■ What you should do ■
In the dyslexia article, what share of the population do experts estimate has some form of dyslexia?
--- Provided passage Enclosed Below ---
The “D” Word: What is Dyslexia?
The “D” word – DYSLEXIA – was much talked about throughout the 1980s and early 90’s. Around this time, people would often joke about being dyslexic if they transposed letters in a word, spelled a word incorrectly, or mixed up their words when speaking. But dyslexia is no joking matter. Individuals with reading and writing difficulties who have fallen through the cracks continue to struggle in schools, in the workplace, and in our communities. Early diagnosis and intervention are key to best outcomes if you have a child or family member with dyslexia.
Dyslexia is a reading disorder, or a word recognition disorder. It is also referred to as a processing disorder or a written language disorder. According to the International Dyslexia Association, dyslexia is a specific, neurobiological learning disability. It is a result of individual differences in areas of the brain that process language. Those with dyslexia struggle with accurate, fluent word recognition combined with poor spelling and decoding abilities. These difficulties typically result from deficits in the phonological elements of language that seem significantly below the child’s cognitive abilities. A perfectly bright child who demonstrates age-typical skills and intelligence could very well have the disorder. It is perhaps surprising to learn that experts estimate 20 percent of the population has some form of dyslexia, representing 80-90 percent of all those with learning disabilities!
Myth Busting – What dyslexia is not
Dyslexia is not related to IQ or intellectual ability. Perhaps the most common misconception regarding dyslexia (or reading and writing disorders) is that individuals mix up letters in words or see words backwards. Other beliefs are that individuals with dyslexia just need to “try harder” and “practice more.” Many people also believe that schools do not recognize or use the term dyslexia. The truth is that schools are required to assess and provide services for students with reading and writing disabilities. If your child qualifies for an Individualized Education Program (IEP) under the Individuals with Disabilities Education Act (IDEA) then the school is legally obligated to provide one. If your student does not qualify for an IEP, he or she might still be eligible for a “504 Plan” under the Rehabilitation Act of 1973.
How is dyslexia diagnosed?
There is no single test used to diagnose dyslexia. A pediatrician, speech-language pathologist or reading specialist typically gathers information from parents or guardians to determine what signs and symptoms are present. Most often, parents begin by talking to their child’s teacher about reading concerns in the early grades. Several standardized tests are used to assess phonological skills, processing and working memory skills, letter and symbol recognition, as well as rapid naming and reading comprehension. A speech pathologist might also administer receptive and expressive language tests to rule out other possible deficits or disorders.
--- End of Enclosed Provided passage ---
--- Data listing Enclosed Below ---
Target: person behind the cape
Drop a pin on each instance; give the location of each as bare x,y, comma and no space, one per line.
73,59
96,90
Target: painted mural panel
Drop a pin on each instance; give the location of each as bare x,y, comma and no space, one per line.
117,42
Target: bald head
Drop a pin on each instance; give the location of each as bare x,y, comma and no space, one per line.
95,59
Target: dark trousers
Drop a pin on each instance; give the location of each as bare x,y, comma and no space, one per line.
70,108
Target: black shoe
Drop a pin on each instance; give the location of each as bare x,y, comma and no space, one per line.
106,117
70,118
--- End of Enclosed Data listing ---
■ Answer box ■
20 percent